::: Text passage
Thursday, 2 March 2017

Too Many to Prosecute?

Seen on Facebook:-

Newsnight covered this just now. The choice presented to the public was to either lock up low risk internet offenders, or to not. No mention of probation. No mention of the fact that we don't lock up low risk internet offenders now.
Don’t lock up low-risk paedophiles, say police
Paedophiles who view indecent images should not be given any criminal sanction unless they pose a physical threat to children, according to Britain’s most senior child protection police officer.
Simon Bailey said that the policing system had reached “saturation point” from increasing reports of sexual abuse, including online and historical cases. Lower-level offending should be decriminalised and dealt with through counselling and rehabilitation, said Mr Bailey, who takes the lead on child protection at the National Police Chiefs Council.
(Murdoch paywall unfortunately prevents any more, but you get the gist - Ed). 

That was a bloody awful interview! There is a huge amount of evidence about prevalence, risk and effective treatment, but you wouldn't know it from that interview!

Utterly infuriating. David A Raho - Can NAPO grab Newsnight and ask for a rerun? Followup piece. I went onto the Newsnight site but there is no "contact us" button. Between the people who have posted, liked, commented, we have national trainer and awesome author, psychologist and practitioner.

... have been told loftily that the new research shows that men who score low risk on Thorntons are statistically no more likely to commit a future sex offence than anyone else. Some of my low risk guys, I reckon that's probably right, some of them definitely not. Do you have a view?

My understanding is that the reoffending rate for men assessed as low risk on RM2K is so low that it's hard to show that treatment has impacted the risk. Therefore, a decision was made that this group shouldn't be eligible for programmes, as there was no evidence that they were effective for this group (effectiveness being defined as reducing reoffending). This was a decision led by prison based colleagues, who were quite rightly trying to direct resources, within custody, to where they would make the most difference. However, in the community, I think that there are many more factors which need consideration, and that this isn't enough. This position is often seen as inadequate by Police, Children's Services and importantly by the community. It's an important discussion, but I don't think there's much likelihood of change.

Twitter is a good forum to contact them.

Yes was listening to radio 4 this morning...same thing from police to courts but no mention of probation though reference was made to social enquiry reports informing the judge but not who writes them...or that they are pre sentence reports these days!!!!

Jim Gamble is awesome and I admire his work hugely. But deterrence is already in place, frankly.
::::::
- **Task list**
• A. In the post on prosecuting low-risk offenders, what role does Simon Bailey hold at the National Police Chiefs Council?
• B. Swap "physical threat" for "direct threat" in the post on prosecuting low-risk offenders, then write out the span between "Don’t lock up" and "protection police officer.", inclusive.
• C. Extend the post on prosecuting low-risk offenders by continuing it from its final sentence.
::: Dataset extract
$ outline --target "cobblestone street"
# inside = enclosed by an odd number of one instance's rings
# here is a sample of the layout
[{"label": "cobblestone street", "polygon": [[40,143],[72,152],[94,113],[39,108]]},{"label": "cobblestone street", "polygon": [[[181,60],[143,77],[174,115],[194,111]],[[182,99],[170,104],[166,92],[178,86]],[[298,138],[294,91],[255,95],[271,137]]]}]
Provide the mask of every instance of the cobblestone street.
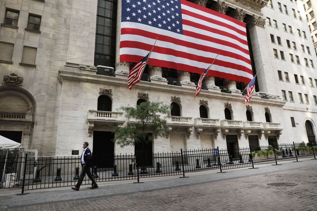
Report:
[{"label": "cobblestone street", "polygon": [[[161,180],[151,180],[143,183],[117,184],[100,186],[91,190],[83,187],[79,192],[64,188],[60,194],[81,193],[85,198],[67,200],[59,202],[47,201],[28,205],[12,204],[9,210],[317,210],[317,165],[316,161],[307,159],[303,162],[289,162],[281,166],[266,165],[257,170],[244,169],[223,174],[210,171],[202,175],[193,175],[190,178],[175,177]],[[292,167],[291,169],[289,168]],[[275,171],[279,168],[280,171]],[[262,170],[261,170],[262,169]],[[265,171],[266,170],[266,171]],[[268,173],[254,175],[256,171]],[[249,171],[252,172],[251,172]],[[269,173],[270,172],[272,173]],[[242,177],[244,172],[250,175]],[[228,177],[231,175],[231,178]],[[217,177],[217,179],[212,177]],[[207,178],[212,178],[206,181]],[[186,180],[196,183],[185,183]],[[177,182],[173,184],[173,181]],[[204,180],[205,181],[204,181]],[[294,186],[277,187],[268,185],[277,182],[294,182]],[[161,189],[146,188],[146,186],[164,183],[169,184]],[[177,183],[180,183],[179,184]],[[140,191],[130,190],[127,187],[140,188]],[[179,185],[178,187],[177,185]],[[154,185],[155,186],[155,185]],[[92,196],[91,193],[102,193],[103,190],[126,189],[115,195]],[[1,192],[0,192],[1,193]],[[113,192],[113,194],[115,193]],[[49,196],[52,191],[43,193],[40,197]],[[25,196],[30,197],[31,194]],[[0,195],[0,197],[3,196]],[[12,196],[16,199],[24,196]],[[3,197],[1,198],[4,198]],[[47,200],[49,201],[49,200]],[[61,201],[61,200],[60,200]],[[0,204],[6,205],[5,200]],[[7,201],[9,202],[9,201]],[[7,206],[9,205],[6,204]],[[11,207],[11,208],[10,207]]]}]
::::::
::: Dataset extract
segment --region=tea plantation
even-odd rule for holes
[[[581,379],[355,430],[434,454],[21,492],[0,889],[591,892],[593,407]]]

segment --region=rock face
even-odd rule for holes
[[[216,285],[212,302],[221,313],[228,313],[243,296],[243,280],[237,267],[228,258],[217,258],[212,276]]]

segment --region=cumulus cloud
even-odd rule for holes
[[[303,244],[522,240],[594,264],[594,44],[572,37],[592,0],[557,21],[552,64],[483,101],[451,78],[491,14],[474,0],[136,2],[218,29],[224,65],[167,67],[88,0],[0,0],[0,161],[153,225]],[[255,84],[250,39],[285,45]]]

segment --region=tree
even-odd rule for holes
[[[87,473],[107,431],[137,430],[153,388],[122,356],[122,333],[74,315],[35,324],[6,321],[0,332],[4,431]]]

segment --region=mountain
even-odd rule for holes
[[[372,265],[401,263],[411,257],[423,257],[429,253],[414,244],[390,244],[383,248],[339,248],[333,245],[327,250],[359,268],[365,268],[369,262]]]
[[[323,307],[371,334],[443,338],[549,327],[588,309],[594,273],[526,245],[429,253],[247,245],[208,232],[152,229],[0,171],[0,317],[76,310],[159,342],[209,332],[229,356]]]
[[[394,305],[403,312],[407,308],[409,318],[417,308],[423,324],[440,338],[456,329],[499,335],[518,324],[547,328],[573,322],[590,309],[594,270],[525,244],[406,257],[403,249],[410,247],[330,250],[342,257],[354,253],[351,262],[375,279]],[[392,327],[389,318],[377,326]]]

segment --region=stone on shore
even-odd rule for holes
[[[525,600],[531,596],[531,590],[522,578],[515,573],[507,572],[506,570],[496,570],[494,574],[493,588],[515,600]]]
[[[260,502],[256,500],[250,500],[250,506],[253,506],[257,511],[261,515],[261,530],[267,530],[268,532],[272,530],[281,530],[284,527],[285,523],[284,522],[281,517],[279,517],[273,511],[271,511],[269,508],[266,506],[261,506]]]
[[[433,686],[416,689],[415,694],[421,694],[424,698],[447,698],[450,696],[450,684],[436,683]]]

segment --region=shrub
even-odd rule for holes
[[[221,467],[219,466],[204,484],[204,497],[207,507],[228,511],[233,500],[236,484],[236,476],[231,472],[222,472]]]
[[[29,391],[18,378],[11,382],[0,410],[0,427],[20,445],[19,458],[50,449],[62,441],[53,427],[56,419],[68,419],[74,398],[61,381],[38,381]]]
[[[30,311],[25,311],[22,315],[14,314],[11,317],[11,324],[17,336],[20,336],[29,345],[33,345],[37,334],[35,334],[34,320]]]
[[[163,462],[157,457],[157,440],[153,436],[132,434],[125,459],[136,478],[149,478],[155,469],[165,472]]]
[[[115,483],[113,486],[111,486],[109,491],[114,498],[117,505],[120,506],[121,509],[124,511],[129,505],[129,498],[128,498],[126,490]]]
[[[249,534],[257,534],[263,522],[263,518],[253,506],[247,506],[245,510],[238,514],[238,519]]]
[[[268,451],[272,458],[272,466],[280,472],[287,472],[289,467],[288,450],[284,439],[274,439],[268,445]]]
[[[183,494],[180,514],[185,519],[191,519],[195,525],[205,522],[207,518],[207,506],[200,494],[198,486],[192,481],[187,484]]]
::::::
- **Exercise answers**
• A. He takes the lead on child protection.

• B.
Don’t lock up low-risk paedophiles, say police
Paedophiles who view indecent images should not be given any criminal sanction unless they pose a direct threat to children, according to Britain’s most senior child protection police officer.

• C.
I agree that Twitter can be a good way to let them know urgently that there is more to a story. We know a lot of complex and highly skilled work takes place on a daily basis in probation by dedicated probation professionals who know their stuff and can hold their own. I frequently contact the BBC and other news outlets to remind them we exist and also to use the correct terms. We do not have Parole Officers and Community Service has not been referred to officially as such for some time but constant references are made. The business of going to extraordinary lengths to avoid any mention of probation is at once puzzling as it is frustrating. 
I have asked some of those concerned about this (both interviewers and interviewed) and it seems that other spokes people are reluctant to mention probation because they believe we should be speaking for ourselves whereas others have a political agenda and some interviewers complain they are not getting briefings from probation about the work they are doing. It is the latter who worry me more as I believe that public sector is being subsumed into a nebulous criminal justice entity that may even split apart further again in April and several private probation services would probably prefer to drop the word probation entirely and in some ways this might reflect a degree of honesty as in certain cases any semblance of old school probation has been abandoned for something else entirely - apparently rehabilitation but not as we understand it. 
Napo does need to use its members voices more and engage vocally at every level of the debate rather than calling repeatedly for a new leading spokesperson. Unfortunately few people engaged in doing work with particularly media attention grabbing groups among the range of people we work with want to raise their heads above the parapet for good reason. These are particularly risky times and the impulse of our colleagues is understandably to keep their heads firmly down and remain as safely anonymous as possible therefore we are perhaps eccentric and reckless in this regard by daring to express views and have opinions and try to stimulate wider debate about probation issues in public. 
Believe you me there are diligent persons working hard to snuff such activities out of existence by every means at their disposal. Just need to keep chipping away and do what we can to keep probation alive wherever we can. PS I have just sent a note to a researcher I know at Newsnight to suggest they might want to include probation in their coverage because it seems odd not to mention those who actually perform the work they are talking about. David A Raho.
I am agency and now work in CRC's - Napo presence in CRCs seems to be very limited and from limited information - in my current placement the only Napo rep seems to be 50 miles away - my point is that Napo appears to be limited to NPS these days!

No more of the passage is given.